Text block |

Ferdinand Alexander Porsche and the Porsche 911

Porsche-Type-901-911-with-Ferdinand-Alexander-Porsche-1963-600

Ferdinand Alexander Porsche, a designer who shaped many beautiful products, passed away yesterday.  He is pictured above astride one the truly iconic designs of the 20th century, the Porsche 911.  His Porsche, his design.

As an aside, how cool would it be to pose for a photo on a product of your own imagination?  Pretty cool, I think.

To my eyes, the Porsche 911 is an object I never tire of.  Particularly in its early incarnations, there's a very clean and pure design aesthetic at work.  I also love the later 911's, with their shapely hips and bulging flares and scoops and spoilers, but the original design offers something different: formal, modern minimalism very much in keeping with the work of Dieter Rams from the same period, yet still connected to the flowing, ur-Porsche shapes and surfaces penned by the great Erwin Kommenda in the 1930's.  In many ways that link between the streamlining period of car design and the very rational approach of the 1960's drives my abiding love of the 911 aesthetic: it is emotional in the right places, technical in the rest, and the combination just feels the way a sports car should: emotive, efficient, compact, agile.

I often think about cars I would want to have parked in my living room as sculptural objects, and an early 911 is at the fore, along with a Citroen DS, a Fiat 500, or a Saab 92.  They all have their genesis in a certain time period, which probably says more about me than it does about them.  But what I do think we can learn from all of these, and from Ferdinand Porsche and the 911 in particular, is the paramount importance of having a crisp point of view.  Product experiences that are remarkable to use, to behold, to feel, are always the result of talented people who not only know what they're shooting for, but know what good looks like.  If you want to have a thriving business concern, focus on creating great offerings first by hiring the best talent you can find an letting them run.

Requirement 1 | Extract the part of the Porsche 911 text that begins with the words containing "Ferdinand Alexander Porsche and" and ends with "Porsche, his design.", copying it word for word.
Requirement 2 | Write what comes next in the Porsche 911 text, picking up after its final sentence.

[Referring expression data]
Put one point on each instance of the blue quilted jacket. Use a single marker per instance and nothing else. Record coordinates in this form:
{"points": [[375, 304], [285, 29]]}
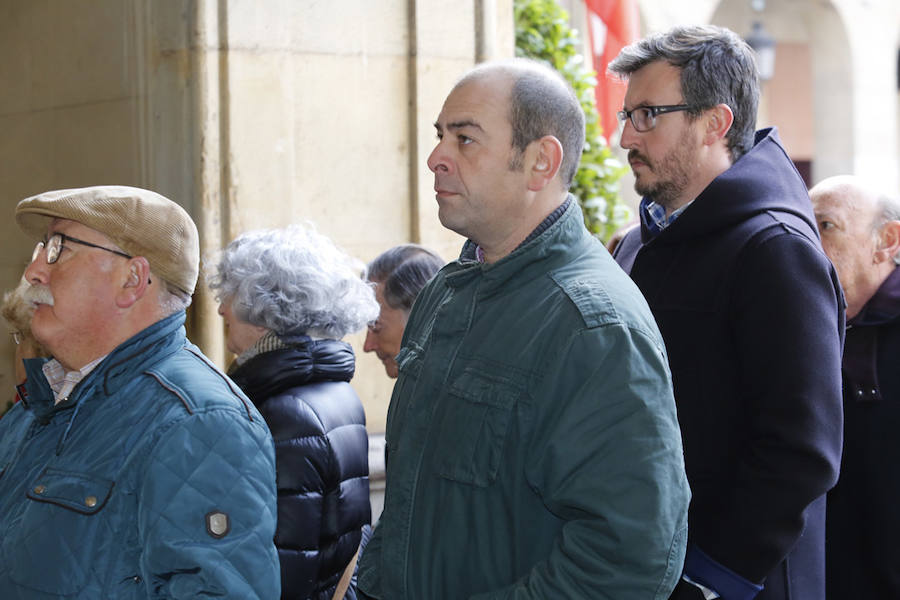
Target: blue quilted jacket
{"points": [[155, 479]]}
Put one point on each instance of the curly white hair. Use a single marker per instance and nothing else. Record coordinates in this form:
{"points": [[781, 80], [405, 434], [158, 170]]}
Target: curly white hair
{"points": [[294, 281]]}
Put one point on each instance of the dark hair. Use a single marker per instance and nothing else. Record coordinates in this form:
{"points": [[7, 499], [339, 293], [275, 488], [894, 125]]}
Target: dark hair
{"points": [[717, 67], [541, 103], [404, 270]]}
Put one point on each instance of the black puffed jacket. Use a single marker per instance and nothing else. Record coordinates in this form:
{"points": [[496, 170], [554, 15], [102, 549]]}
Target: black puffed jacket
{"points": [[321, 456]]}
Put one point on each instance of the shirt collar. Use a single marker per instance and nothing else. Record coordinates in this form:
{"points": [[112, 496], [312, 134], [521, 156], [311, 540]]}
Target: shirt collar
{"points": [[544, 226], [62, 382], [654, 215]]}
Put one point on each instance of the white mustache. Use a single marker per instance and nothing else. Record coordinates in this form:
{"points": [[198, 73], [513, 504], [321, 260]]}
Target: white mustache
{"points": [[38, 294]]}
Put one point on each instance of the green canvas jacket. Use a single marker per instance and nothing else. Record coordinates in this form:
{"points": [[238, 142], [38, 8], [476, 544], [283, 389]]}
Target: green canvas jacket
{"points": [[533, 446]]}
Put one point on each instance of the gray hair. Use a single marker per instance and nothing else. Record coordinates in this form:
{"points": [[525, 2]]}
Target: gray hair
{"points": [[888, 210], [717, 67], [294, 281], [403, 271], [541, 103]]}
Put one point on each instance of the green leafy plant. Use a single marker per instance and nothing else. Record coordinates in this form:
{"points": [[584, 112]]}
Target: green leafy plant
{"points": [[543, 32]]}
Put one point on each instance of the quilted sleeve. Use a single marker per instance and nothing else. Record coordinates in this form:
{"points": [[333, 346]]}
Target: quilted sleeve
{"points": [[206, 509]]}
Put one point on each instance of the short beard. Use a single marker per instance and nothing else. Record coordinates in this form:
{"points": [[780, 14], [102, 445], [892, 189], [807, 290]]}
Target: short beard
{"points": [[673, 173]]}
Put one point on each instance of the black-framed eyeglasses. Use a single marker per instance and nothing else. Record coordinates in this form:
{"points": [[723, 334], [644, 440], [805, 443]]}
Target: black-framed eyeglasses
{"points": [[644, 117], [54, 246]]}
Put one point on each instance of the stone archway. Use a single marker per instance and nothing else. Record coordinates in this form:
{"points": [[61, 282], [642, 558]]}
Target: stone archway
{"points": [[810, 98]]}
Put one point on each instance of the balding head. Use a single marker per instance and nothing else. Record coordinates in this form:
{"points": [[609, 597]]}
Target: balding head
{"points": [[541, 103], [860, 231]]}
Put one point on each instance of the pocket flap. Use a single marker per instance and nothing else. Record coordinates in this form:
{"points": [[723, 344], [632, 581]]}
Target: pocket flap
{"points": [[483, 388], [81, 492]]}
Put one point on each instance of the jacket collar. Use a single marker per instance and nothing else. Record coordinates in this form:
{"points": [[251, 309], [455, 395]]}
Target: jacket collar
{"points": [[303, 360], [545, 239], [132, 356], [883, 306]]}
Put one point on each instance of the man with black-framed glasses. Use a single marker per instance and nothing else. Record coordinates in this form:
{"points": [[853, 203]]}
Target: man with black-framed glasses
{"points": [[132, 467], [728, 257]]}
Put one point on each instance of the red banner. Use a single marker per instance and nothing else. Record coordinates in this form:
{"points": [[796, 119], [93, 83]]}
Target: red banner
{"points": [[612, 25]]}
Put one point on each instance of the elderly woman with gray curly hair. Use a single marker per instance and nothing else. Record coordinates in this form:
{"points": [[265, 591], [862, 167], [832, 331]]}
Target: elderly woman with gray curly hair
{"points": [[288, 296]]}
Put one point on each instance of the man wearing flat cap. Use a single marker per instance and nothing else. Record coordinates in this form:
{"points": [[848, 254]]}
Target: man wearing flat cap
{"points": [[132, 468]]}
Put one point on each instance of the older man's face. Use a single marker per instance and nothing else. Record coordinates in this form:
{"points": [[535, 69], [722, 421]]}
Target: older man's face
{"points": [[75, 297], [477, 191], [846, 223]]}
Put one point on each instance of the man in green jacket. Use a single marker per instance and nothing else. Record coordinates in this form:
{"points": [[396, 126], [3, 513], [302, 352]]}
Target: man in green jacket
{"points": [[533, 447]]}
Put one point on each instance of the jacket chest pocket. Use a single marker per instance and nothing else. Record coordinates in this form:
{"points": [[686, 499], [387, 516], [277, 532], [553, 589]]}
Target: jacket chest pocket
{"points": [[474, 427], [62, 525]]}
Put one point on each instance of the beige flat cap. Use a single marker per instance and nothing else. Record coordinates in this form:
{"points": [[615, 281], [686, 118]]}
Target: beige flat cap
{"points": [[140, 222]]}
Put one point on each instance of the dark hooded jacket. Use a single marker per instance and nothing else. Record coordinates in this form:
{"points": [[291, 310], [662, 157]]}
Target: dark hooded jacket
{"points": [[321, 456], [863, 520], [753, 318]]}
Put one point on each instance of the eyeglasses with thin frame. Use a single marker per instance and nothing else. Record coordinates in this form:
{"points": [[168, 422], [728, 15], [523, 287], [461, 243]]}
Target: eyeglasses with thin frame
{"points": [[54, 246], [644, 117]]}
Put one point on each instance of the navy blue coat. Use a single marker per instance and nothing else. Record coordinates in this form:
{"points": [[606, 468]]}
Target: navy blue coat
{"points": [[753, 317], [863, 553], [321, 457]]}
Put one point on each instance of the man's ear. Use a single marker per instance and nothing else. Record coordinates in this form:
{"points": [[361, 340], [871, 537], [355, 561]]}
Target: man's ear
{"points": [[137, 279], [719, 119], [545, 156], [888, 242]]}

Exercise response 1 |
Ferdinand Alexander Porsche and the Porsche 911

Porsche-Type-901-911-with-Ferdinand-Alexander-Porsche-1963-600

Ferdinand Alexander Porsche, a designer who shaped many beautiful products, passed away yesterday.  He is pictured above astride one the truly iconic designs of the 20th century, the Porsche 911.  His Porsche, his design.

Exercise response 2 |
As an engineer, I can't help but admire the 911 from a dynamic standpoint.  Here is a classic example of an approach which works in practice but not in theory.  Who would have thought that this rear-engined architecture would go on to win everywhere from Le Mans to Daytona to Pikes Peak?  The inherent maneuverability and traction advantages of the 911, when put to good use, provide a textbook case of strategy being the art of making the most of what you have that other's don't.  A 911 is not a normal car, does not drive like one, and therefore can win in ways different from the mainstream.  For a more visceral perspective on that thought, please see my other blog.

Back to the man.  For me, the lesson I take from his story is that we must all strive to design our own lives.  He was lucky enough to be born into a successful family which was also a company.  On the other hand, imagine being born as Ferdinand Porsche, with a genius grandfather who defined many aspects of the automobile, and a successful industrialist father, who created a startup and navigated it to become a world-class brand.  That would be a tough legacy to live up to.  For some, that would be too much weight to carry.  I think for Ferdinand Alexander, the key was that he was honest enough to say that he would be an industrial designer, and not an engineer like his father and grandfather.  By doing so, he was able to express a deep congruence between his own dreams and the path of the firm, which resulted in the 911.  When those two diverged, he expressed the entrepreneurial instincts which I believe all great designers carry, and founded his eponymous design firm, which went on to create many lust-worthy products. 

So at the end of the day, whenever I see a 911, I'll think of the individual behind its shape, whose most worthy design was perhaps the arc of his own life.